Excerpted passage START

Sen. Harris Calls for Reform on Policies that Hurt Incarcerated Women

On Tuesday, Senator Kamala D. Harris (CA) delivered a speech to the Justice Action Network’s “Women Unshackled” Conference, which was geared towards the substantial increase in the number of incarcerated women here in the United States. Most forward in her remarks was her emphasis on prevention and humane treatment for women before, during, and after their periods of service.

Cosponsored with Senator Cory Booker, Senator Elizabeth Warren, and Senator Dick Durbin, The Dignity for Incarcerated Women Act strives to address some of the issues discussed here, namely, that we should be trying to give people the tools they need to stay out of prison. It also addresses the need to take care of and rehabilitate the women who do end up in prison.

“Law enforcement has such a profound and direct impact on the most vulnerable among us,” says Harris. “It has a responsibility, then, to be a voice for the most vulnerable and voiceless. And in the process of giving safety, there is also a responsibility to give dignity.”

To begin, here are the numbers she cited:

  • 215,000 women are sitting in prisons and jails in the United States today.
  • The fastest growing group of incarcerated persons in the U.S. is women.
  • Nearly one-third of all female prisoners in the world are prisoners in the U.S.

That’s crazy. And a clear sign that, as Senator Harris says, we don’t need to be harder on crime, we need to be smarter.

Education, mental health services, and community building are the first of many options that Senator Harris spoke of yesterday.

During her time as DA in San Francisco, Harris noticed that there was a direct correlation between education and one’s likelihood of committing a crime.

“Out of twenty of our homicide victims who were under the age of twenty-five, 94% of them were high school dropouts.”

Excerpted passage END
Records supplied START

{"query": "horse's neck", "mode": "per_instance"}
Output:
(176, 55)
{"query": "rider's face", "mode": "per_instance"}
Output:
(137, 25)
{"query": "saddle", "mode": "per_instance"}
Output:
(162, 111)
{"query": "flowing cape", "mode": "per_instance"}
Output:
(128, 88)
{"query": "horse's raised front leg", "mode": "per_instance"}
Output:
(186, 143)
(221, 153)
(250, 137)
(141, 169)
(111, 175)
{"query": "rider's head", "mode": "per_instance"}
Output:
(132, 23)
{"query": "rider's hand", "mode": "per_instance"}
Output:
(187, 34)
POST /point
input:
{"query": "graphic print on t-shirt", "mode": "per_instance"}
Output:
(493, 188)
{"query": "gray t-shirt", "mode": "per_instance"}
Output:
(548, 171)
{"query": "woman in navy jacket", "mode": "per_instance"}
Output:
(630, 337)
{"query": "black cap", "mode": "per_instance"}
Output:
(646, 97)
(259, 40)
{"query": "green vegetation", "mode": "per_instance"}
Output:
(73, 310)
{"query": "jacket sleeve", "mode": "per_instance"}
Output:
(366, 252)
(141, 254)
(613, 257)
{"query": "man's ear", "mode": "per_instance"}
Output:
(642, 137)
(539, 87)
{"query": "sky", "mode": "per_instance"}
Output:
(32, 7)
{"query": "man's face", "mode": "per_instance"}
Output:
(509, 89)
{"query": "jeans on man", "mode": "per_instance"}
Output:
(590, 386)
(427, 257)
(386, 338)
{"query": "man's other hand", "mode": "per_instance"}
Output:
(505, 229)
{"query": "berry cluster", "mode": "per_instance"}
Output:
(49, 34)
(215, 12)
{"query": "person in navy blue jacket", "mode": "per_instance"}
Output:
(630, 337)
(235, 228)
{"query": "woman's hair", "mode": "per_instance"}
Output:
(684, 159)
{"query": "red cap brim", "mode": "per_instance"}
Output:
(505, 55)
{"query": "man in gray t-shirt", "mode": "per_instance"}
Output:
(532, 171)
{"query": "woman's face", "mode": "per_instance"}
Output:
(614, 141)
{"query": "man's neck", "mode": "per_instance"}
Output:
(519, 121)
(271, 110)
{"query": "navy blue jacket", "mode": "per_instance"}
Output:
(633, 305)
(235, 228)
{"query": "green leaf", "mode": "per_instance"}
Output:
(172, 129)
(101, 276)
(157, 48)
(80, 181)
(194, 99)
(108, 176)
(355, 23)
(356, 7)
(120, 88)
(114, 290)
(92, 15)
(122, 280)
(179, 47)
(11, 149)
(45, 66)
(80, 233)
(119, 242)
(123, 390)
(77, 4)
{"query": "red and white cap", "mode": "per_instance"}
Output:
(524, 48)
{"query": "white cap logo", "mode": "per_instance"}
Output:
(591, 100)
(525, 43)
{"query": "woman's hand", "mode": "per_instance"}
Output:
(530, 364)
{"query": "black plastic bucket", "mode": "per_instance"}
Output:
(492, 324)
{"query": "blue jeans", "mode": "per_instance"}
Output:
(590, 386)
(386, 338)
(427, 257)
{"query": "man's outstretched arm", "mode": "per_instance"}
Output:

Records supplied END

**Things to do**
#1 In the article on Senator Harris's speech, how many women are in prisons and jails in the United States today?
#2 Continue the article on Senator Harris's speech from its final sentence.
The records were drawn from a separate source.

**Answers given**
#1 215,000 women.

#2
She continues.

“Eight out of ten women in the criminal justice system, the data tells us, have experienced some level of abuse. A large number have experienced abuse at the hands of someone who was in a position of trust, taking the form of child sexual abuse. A lot have faced abuse then and then later in life around domestic violence.”

And many turn to self medicating as an alternative to seeking professional help, making themselves susceptible to the hands of predators.

It is important for law enforcement to acknowledge harmful patterns and to introduce means of breaking these patterns, rather than supporting them with indifference.

And then there’s the downright questionable. 

Adverse conditions limit the ability of incarcerated women to live healthy lives and to transition back into society after they have served their time. Instead of learning valuable skills and treating past trauma, they learn shame, violence, and further trauma.

Many of the U.S. facilities do not provide basic hygiene or reproductive health, making it difficult for these women to stay healthy and positive.

Incarcerated women are subject to the possibility of encountering sexual violence by male guards who supervise them in the bathroom or in the shower.

Pregnant women in prisons or jails are often shackled, and in some states, they are to remain shackled even while giving birth.

“These are human costs to this system,” Senator Harris reminds us.

“But the impact does not stop there. An incarcerated woman means that a family will be impacted. And its effects can be generational. What impacts a mother, impacts a child.”

Nearly 80% of incarcerated women are mothers. Most, 65%, have children who are under 18 years old.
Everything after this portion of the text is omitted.